▸ **Short exercise**
Turn the lines of the material below into a numbered list, leaving out any blank lines.

▸ **Data records**
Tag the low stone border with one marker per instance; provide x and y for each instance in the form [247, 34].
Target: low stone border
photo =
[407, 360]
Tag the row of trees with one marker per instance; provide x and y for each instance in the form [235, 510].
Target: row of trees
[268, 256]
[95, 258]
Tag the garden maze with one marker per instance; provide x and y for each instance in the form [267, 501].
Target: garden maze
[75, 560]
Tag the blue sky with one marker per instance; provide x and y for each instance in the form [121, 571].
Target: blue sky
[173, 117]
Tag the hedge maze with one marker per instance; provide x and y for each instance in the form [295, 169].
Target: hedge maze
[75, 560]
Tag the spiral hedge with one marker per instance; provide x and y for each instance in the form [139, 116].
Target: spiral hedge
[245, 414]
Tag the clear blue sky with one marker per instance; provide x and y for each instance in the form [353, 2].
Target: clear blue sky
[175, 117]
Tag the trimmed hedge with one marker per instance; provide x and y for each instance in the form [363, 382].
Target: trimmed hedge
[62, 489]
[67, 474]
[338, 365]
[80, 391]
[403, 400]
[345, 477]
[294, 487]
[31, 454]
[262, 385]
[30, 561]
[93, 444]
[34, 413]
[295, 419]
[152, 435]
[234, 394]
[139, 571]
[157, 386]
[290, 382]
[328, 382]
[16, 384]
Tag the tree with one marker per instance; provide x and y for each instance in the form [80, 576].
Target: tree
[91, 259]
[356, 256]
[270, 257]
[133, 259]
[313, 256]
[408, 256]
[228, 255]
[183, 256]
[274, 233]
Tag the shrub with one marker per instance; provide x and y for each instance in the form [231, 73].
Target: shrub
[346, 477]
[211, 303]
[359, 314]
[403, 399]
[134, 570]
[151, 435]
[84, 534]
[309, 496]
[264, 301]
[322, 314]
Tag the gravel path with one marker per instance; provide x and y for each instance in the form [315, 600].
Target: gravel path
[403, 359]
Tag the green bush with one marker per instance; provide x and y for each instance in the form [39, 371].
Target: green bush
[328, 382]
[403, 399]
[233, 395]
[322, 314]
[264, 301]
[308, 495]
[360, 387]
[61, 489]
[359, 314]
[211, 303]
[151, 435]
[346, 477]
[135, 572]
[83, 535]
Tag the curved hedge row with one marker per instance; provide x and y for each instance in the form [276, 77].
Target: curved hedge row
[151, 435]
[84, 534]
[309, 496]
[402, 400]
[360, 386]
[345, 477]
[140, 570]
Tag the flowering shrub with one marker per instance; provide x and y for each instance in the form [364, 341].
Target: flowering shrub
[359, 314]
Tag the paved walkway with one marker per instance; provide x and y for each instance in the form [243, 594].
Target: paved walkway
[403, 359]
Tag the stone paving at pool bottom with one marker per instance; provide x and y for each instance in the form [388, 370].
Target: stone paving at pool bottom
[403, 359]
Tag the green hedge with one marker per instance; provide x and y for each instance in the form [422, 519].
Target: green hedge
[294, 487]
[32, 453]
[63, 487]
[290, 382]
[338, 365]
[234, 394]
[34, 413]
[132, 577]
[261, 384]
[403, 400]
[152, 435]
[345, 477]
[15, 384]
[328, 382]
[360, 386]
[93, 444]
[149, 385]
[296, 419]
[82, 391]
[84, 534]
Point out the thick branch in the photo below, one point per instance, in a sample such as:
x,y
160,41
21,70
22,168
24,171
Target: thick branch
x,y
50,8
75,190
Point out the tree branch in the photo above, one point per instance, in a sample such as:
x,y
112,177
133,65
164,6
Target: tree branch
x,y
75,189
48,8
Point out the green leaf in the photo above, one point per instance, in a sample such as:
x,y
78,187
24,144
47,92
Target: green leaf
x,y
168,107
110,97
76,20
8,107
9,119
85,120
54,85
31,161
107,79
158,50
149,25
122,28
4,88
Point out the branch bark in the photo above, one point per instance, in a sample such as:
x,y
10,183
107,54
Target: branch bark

▸ **Result**
1. Tag the low stone border with one marker per instance; provide x and y for each instance in the form [247, 34].
2. Target: low stone border
3. photo =
4. [407, 360]
5. Tag the row of trees with one marker per instance; provide x and y for each instance in the form [235, 510].
6. Target: row of trees
7. [268, 256]
8. [95, 258]
9. Tag the garden maze with one marker per instance; provide x and y for each instance in the form [267, 501].
10. Target: garden maze
11. [75, 560]
12. Tag the blue sky with one marker per instance; provide x and y for each instance in the form [121, 571].
13. Target: blue sky
14. [173, 117]
15. Tag the hedge maze with one marker per instance; provide x and y for each instance in the form [295, 169].
16. Target: hedge maze
17. [75, 560]
18. Tag the spiral hedge with one marker per instance; provide x and y for each instance in the form [139, 116].
19. Target: spiral hedge
20. [245, 414]
21. Tag the clear blue sky with one marker per instance; provide x and y for each instance in the form [353, 2].
22. Target: clear blue sky
23. [175, 117]
24. Tag the trimmed hedge with one marker per instance; provide x and y for each instance in the form [363, 382].
25. Target: trimmed hedge
26. [62, 489]
27. [67, 474]
28. [338, 365]
29. [80, 391]
30. [403, 400]
31. [345, 477]
32. [294, 487]
33. [31, 454]
34. [262, 385]
35. [30, 561]
36. [93, 444]
37. [34, 413]
38. [295, 419]
39. [152, 435]
40. [234, 394]
41. [139, 571]
42. [157, 386]
43. [290, 382]
44. [328, 382]
45. [16, 384]
46. Tag the tree with one marker per instance; provide x and y for each instance in the form [80, 576].
47. Target: tree
48. [91, 259]
49. [356, 256]
50. [270, 257]
51. [133, 259]
52. [313, 256]
53. [408, 256]
54. [228, 255]
55. [183, 256]
56. [274, 233]
57. Tag the shrub with one marker per instance; provide x and y for each instance in the form [231, 73].
58. Target: shrub
59. [346, 477]
60. [211, 303]
61. [359, 314]
62. [403, 399]
63. [134, 570]
64. [151, 435]
65. [84, 534]
66. [309, 496]
67. [264, 301]
68. [322, 314]
69. Tag the gravel path with one marker per instance; provide x and y for each instance in the form [315, 600].
70. Target: gravel path
71. [403, 359]
72. Tag the green bush with one marker per instance; provide x and y for each instance in the form [39, 371].
73. Target: green bush
74. [328, 382]
75. [403, 399]
76. [233, 395]
77. [322, 314]
78. [264, 301]
79. [308, 495]
80. [360, 387]
81. [61, 489]
82. [359, 314]
83. [211, 303]
84. [151, 435]
85. [346, 477]
86. [135, 572]
87. [83, 535]
88. Tag the curved hedge row with one marker per instance; provide x and y for each instance in the form [276, 77].
89. Target: curved hedge row
90. [151, 435]
91. [84, 534]
92. [309, 496]
93. [402, 400]
94. [360, 386]
95. [345, 477]
96. [140, 570]
97. Tag the flowering shrub with one marker per instance; provide x and y for each instance in the form [364, 341].
98. Target: flowering shrub
99. [359, 314]
100. Tag the paved walkway with one marker per instance; provide x and y for each instance in the form [243, 594].
101. Target: paved walkway
102. [403, 359]
103. Tag the stone paving at pool bottom with one marker per instance; provide x and y for each instance in the form [388, 370].
104. Target: stone paving at pool bottom
105. [403, 359]
106. Tag the green hedge with one marker per instance; provide x and y for each instance in the form [422, 519].
107. Target: green hedge
108. [294, 487]
109. [32, 453]
110. [63, 487]
111. [290, 382]
112. [338, 365]
113. [234, 394]
114. [34, 413]
115. [132, 577]
116. [261, 384]
117. [403, 400]
118. [152, 435]
119. [345, 477]
120. [15, 384]
121. [328, 382]
122. [360, 386]
123. [93, 444]
124. [149, 385]
125. [296, 419]
126. [82, 391]
127. [84, 534]
128. Point out the thick branch in the photo below, one point per instance, in a sample such as:
129. x,y
130. 160,41
131. 21,70
132. 22,168
133. 24,171
134. Target: thick branch
135. x,y
136. 50,8
137. 75,190
138. Point out the tree branch in the photo above, one point per instance, in a sample such as:
139. x,y
140. 112,177
141. 133,65
142. 164,6
143. Target: tree branch
144. x,y
145. 75,189
146. 48,8
147. Point out the green leaf in the photo above, one point per instance, in a sample such as:
148. x,y
149. 78,187
150. 24,144
151. 47,92
152. Target: green leaf
153. x,y
154. 168,107
155. 110,97
156. 76,20
157. 8,107
158. 9,119
159. 85,120
160. 54,85
161. 31,161
162. 107,79
163. 158,50
164. 149,25
165. 122,28
166. 4,88
167. Point out the branch bark in the photo above, one point per instance, in a sample such as:
168. x,y
169. 10,183
170. 107,54
171. Target: branch bark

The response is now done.